= Beginning of Section =
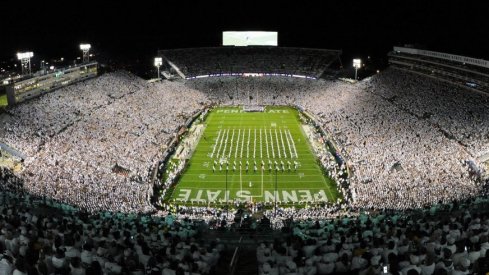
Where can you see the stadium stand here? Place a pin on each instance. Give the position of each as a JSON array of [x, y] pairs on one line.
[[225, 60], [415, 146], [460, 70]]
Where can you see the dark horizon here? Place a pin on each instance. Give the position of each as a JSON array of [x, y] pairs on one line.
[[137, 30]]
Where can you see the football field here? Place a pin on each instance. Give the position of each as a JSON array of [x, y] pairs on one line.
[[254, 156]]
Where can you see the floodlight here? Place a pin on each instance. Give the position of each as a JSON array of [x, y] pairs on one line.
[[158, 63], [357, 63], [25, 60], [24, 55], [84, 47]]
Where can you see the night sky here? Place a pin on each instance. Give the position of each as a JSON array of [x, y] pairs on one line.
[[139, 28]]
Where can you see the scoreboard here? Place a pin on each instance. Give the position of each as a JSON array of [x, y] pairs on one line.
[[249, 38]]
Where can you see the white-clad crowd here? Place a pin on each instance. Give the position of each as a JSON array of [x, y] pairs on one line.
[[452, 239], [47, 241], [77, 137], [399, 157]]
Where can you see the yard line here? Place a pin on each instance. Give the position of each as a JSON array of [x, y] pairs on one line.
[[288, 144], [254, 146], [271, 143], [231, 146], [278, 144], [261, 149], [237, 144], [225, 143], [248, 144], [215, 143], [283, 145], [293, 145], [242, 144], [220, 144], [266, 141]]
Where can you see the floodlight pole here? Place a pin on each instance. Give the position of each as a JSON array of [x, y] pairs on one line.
= End of Section =
EXERCISE DETAILS — Write out each entry word for word, images excluded.

ANSWER BOX —
Where can you see the stadium stand here? Place a pin on each instance. Give the position of each as a JSON array of [x, y] pairs on one line.
[[225, 60], [415, 146], [460, 70]]
Where can you see the dark horizon here? Place a pin on each instance. Give the position of each as a JSON array of [x, y] pairs on one line.
[[137, 30]]
Where can you see the football field here? Place a pin on each instance. Give the position of each as a JSON array of [x, y] pairs on one line.
[[254, 156]]
Where can you see the floodlight here? Place a pin on each instance. Give the position of each as a JSON array of [x, y] pairs on one line.
[[158, 63], [357, 63], [25, 60], [24, 55], [84, 47]]
Where can you see the night sky here? Place a pin on each instance. Give the position of each as a JSON array of [x, y] pairs on one line.
[[139, 28]]
Where can you see the scoreboard here? Place a pin on each instance. Give the position of each as a JSON array of [x, y] pairs on one line.
[[249, 38]]
Where can you see the white-clad crowd here? Place a pin on each instance. Give the position of each as a JSON array of [x, y] pairs on one line.
[[452, 239], [47, 241], [77, 137], [399, 157]]
Where can you see the yard line here? Place a pin on each instance. Give the position of each as a JSON array of [x, y] pairs on one line.
[[288, 144], [254, 146], [271, 143], [231, 146], [278, 144], [261, 149], [237, 144], [225, 143], [248, 144], [215, 143], [283, 145], [293, 145], [242, 144], [220, 144], [266, 141]]
Where can you see the floodlight pole here? Place a pin on each instance. Give the position of each as a JSON array of [x, y] pairs on one line.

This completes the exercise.